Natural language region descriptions
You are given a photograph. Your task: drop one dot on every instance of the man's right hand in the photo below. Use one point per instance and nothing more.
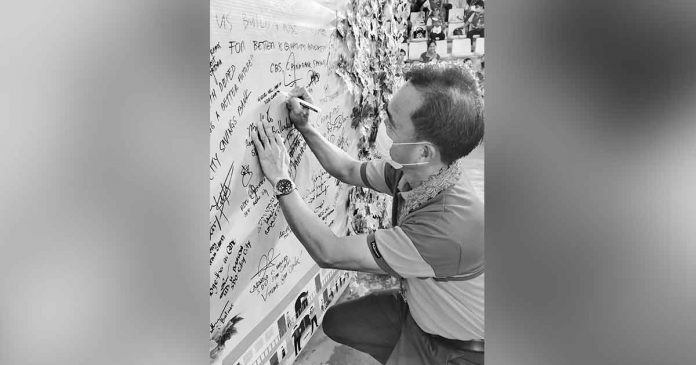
(299, 115)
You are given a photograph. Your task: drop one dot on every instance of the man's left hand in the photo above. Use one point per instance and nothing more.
(272, 154)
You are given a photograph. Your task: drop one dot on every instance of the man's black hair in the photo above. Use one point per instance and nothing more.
(451, 116)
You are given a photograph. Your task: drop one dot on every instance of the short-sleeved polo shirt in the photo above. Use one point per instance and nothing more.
(438, 250)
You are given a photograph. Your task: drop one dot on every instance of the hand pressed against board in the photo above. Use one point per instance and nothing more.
(273, 156)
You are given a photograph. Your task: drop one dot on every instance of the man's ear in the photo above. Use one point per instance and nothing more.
(428, 151)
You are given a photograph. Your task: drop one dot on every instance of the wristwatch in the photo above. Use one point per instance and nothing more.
(283, 187)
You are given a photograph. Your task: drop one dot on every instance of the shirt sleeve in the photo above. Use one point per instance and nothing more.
(429, 245)
(379, 176)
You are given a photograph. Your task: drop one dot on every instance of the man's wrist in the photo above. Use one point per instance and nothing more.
(274, 180)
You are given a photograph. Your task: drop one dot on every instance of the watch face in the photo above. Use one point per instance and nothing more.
(284, 186)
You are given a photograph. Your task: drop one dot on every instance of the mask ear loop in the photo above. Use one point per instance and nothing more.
(398, 165)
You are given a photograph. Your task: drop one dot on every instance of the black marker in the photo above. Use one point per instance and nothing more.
(305, 104)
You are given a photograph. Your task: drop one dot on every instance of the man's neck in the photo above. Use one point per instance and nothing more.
(416, 176)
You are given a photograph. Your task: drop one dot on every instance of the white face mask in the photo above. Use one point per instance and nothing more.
(398, 165)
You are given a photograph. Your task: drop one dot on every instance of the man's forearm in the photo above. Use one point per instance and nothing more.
(334, 160)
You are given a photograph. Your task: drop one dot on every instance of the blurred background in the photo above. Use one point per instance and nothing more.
(590, 182)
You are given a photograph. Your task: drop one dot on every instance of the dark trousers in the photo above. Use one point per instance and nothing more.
(381, 325)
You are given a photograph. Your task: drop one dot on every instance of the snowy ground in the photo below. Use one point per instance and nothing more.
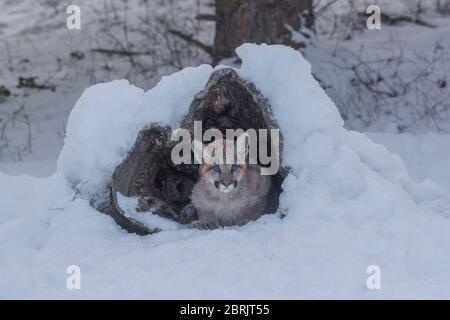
(350, 214)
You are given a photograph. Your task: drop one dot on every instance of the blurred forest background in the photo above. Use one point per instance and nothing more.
(390, 80)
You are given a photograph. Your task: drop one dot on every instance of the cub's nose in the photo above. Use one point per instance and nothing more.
(227, 183)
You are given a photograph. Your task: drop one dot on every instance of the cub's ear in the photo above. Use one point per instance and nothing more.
(242, 148)
(198, 147)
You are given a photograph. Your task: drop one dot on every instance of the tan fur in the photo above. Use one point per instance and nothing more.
(242, 203)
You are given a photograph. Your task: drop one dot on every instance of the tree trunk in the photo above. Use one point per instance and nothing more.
(257, 21)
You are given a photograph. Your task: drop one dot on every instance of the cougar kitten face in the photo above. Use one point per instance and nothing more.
(224, 177)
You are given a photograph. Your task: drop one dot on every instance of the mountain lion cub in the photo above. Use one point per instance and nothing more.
(228, 193)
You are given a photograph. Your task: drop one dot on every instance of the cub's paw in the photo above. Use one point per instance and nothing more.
(188, 214)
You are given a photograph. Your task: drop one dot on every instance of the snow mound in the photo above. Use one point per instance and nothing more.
(349, 203)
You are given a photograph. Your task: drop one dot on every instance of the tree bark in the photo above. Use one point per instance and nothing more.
(257, 21)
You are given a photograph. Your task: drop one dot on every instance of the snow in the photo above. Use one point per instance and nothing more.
(349, 204)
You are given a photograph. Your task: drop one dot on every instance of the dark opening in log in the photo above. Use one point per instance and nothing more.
(163, 188)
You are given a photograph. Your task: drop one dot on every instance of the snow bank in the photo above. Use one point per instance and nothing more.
(349, 204)
(105, 121)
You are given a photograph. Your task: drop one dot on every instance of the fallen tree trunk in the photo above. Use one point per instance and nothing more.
(164, 188)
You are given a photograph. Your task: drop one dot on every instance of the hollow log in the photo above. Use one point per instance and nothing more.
(163, 188)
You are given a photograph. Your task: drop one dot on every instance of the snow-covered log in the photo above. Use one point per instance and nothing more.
(164, 188)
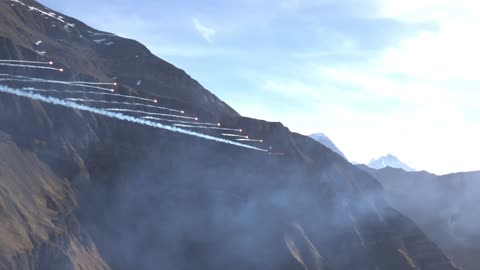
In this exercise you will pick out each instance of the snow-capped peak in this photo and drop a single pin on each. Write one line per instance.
(389, 161)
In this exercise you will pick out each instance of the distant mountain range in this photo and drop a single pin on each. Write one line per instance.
(82, 190)
(443, 206)
(389, 161)
(323, 139)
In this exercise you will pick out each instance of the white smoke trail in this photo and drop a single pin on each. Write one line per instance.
(124, 103)
(149, 113)
(56, 82)
(26, 62)
(203, 127)
(89, 93)
(30, 66)
(249, 140)
(176, 121)
(73, 105)
(234, 135)
(93, 83)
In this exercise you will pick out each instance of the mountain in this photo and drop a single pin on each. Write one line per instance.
(389, 161)
(85, 187)
(454, 198)
(323, 139)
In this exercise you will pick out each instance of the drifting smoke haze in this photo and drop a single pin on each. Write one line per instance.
(30, 66)
(126, 190)
(119, 116)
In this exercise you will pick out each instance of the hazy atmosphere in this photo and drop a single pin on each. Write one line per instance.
(213, 135)
(377, 77)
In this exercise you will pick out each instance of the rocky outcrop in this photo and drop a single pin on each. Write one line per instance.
(134, 197)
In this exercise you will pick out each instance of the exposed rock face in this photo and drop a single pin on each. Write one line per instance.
(37, 227)
(97, 193)
(443, 206)
(323, 139)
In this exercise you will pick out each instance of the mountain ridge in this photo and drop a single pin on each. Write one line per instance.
(389, 160)
(323, 139)
(453, 196)
(149, 198)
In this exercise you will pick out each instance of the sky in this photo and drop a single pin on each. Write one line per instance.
(376, 76)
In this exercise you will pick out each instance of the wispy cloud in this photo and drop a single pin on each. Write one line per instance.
(205, 31)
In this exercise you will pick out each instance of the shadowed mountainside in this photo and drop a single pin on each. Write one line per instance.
(104, 193)
(443, 206)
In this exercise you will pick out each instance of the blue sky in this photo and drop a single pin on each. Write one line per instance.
(377, 76)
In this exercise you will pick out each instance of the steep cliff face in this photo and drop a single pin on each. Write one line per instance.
(38, 229)
(129, 196)
(443, 206)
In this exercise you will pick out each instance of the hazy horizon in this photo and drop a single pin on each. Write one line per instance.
(377, 77)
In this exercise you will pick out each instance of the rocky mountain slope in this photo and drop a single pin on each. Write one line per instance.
(84, 191)
(323, 139)
(443, 206)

◆ TASK ◆
All lines from the line containing "of the steep" through the last line of the data are to be repeated exactly; no other line belongs in the answer.

◆ REPLY ◆
In this exercise you will pick out each instance of the steep cliff face in this photo and drop a single pin on each. Write one line per instance.
(38, 229)
(129, 196)
(443, 206)
In this exercise you will pick out each instance of the hazy horizon in this photo and drop a single pin on each. Write one line per instance.
(377, 77)
In this exercise you will pick out each instance of the rocky mountain slope in this photo and drop a single pin on each. Write one line per instance.
(84, 191)
(323, 139)
(443, 206)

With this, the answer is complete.